Exercise objective
The whole listing needs to be restated word for word.

-------

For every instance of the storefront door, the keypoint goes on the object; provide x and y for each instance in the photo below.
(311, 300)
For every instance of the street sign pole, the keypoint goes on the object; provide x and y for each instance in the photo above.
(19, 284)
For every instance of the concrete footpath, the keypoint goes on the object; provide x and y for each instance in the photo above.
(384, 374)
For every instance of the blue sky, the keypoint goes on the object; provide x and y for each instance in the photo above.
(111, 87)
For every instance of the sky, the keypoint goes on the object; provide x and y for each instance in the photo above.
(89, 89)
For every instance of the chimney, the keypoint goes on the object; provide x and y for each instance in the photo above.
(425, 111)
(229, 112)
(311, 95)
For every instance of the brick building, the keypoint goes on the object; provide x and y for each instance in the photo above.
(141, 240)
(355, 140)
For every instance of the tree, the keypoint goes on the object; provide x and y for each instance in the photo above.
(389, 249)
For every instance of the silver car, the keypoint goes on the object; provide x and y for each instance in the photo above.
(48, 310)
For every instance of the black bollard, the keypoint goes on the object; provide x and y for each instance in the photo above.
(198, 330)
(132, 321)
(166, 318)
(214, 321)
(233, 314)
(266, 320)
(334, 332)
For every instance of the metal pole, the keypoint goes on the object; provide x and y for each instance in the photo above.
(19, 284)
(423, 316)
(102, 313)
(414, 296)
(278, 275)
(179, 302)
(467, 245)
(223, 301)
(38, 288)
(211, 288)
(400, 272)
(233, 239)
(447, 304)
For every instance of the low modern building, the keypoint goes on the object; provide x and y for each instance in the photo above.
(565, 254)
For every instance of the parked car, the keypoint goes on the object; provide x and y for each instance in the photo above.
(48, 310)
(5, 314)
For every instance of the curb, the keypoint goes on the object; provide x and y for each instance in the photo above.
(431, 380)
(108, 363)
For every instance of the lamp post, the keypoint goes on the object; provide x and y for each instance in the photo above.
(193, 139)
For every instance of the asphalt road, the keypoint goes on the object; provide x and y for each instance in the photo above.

-------

Answer for this exercise
For every instance of the storefront door, the keypoint goes on the object; provide x and y for each instance in the photo below.
(311, 300)
For every instance of the street sign pole, the keypoint goes on the object; provide x and y for each instance in the photo above.
(19, 284)
For every instance of the concrete footpath, the keypoint goes on the object; provide x and y for each instance in the photo above.
(384, 374)
For every instance of the blue sky, the keypoint goes on the object; provide x and y for each instance in the photo above.
(111, 87)
For every instance of the sky, the keypoint goes on the object; provide x and y for each instance in the photo above.
(89, 89)
For every instance of the chimney, the keypoint goes on the object; provide x and y for each instance in the photo above.
(425, 111)
(229, 112)
(311, 95)
For every instance of the brick building, the keypoint goes on the object; provide x and y for each instance in the photo above.
(141, 240)
(355, 140)
For every instance of the tree, the keypoint goes on the object; provide x and y for each instance in the photo above.
(389, 249)
For every instance of the silver car, the keypoint goes on the object; provide x and y for each instance in the photo above.
(48, 310)
For every instance of the black bollard, the keypoint goes on the object; provide x and y for each instance in the photo above.
(198, 330)
(132, 321)
(166, 318)
(214, 321)
(233, 314)
(266, 320)
(334, 332)
For every instance of the metal pole, the keypoint goes on the object; provide x and y for each instance in the photo above.
(19, 284)
(423, 316)
(102, 313)
(414, 296)
(278, 275)
(179, 302)
(467, 245)
(223, 301)
(38, 288)
(211, 288)
(400, 272)
(233, 239)
(447, 304)
For every instance of the low modern building, the keypoint goes on the object; provide x and y for each instance in the photo above.
(565, 254)
For every instance of the parked car, the keypoint goes on the object; provide x and y for each instance in the photo above.
(48, 310)
(5, 314)
For every instance of the curb, the keypoint goes on the object; provide x and y for each instance in the photo above.
(431, 380)
(108, 363)
For every instance of the lamp post, the keypoint goes on the object; provide x and y for each instance in the photo above.
(193, 139)
For every instance of the asphalt road, the keypoint goes on the object; provide x and y for each instance in the photo above.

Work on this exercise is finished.